*Data listing:*

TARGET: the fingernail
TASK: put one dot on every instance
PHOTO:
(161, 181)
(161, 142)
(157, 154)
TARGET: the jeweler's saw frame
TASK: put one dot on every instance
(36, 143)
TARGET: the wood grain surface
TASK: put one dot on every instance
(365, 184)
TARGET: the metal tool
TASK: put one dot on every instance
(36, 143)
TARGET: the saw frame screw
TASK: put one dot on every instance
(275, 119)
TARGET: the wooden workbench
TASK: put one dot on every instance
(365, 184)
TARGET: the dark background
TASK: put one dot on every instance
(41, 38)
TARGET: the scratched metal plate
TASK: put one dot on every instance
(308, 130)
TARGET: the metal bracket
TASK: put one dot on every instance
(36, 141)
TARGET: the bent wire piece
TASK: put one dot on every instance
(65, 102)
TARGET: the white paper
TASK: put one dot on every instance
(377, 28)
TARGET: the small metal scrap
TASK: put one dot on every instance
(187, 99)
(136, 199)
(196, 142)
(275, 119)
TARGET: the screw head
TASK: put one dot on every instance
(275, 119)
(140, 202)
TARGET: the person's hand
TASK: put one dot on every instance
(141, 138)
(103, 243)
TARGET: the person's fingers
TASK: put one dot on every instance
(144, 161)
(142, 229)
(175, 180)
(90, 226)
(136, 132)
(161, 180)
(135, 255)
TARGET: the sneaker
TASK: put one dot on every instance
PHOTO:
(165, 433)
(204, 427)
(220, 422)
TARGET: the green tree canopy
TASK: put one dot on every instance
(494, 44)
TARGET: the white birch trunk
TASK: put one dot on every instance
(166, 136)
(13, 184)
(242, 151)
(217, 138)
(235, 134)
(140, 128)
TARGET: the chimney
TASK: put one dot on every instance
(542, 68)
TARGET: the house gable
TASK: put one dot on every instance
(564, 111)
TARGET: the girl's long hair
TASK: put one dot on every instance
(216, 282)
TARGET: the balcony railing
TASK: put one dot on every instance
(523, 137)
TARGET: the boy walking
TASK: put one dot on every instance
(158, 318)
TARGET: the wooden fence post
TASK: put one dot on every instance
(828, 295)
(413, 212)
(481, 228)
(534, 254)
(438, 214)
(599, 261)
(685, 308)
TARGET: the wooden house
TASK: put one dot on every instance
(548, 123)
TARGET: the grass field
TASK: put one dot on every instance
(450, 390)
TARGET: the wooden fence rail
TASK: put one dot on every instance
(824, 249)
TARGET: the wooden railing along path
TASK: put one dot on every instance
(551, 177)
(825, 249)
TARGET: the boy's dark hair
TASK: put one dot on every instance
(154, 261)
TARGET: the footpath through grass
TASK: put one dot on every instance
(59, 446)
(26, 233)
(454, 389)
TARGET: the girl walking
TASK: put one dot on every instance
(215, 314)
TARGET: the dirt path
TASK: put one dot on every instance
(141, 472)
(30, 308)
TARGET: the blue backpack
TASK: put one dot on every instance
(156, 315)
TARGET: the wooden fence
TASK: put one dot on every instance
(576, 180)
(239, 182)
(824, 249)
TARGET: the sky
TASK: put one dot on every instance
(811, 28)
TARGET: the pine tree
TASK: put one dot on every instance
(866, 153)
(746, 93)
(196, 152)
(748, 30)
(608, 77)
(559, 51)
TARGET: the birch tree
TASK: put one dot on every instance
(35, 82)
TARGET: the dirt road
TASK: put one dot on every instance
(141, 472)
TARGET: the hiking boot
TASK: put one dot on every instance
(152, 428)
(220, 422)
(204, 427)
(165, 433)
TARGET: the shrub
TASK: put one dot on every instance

*Your goal:*
Identify and extract each line of the listing that contains "walking".

*Result:*
TARGET: the boy walking
TARGET: the girl walking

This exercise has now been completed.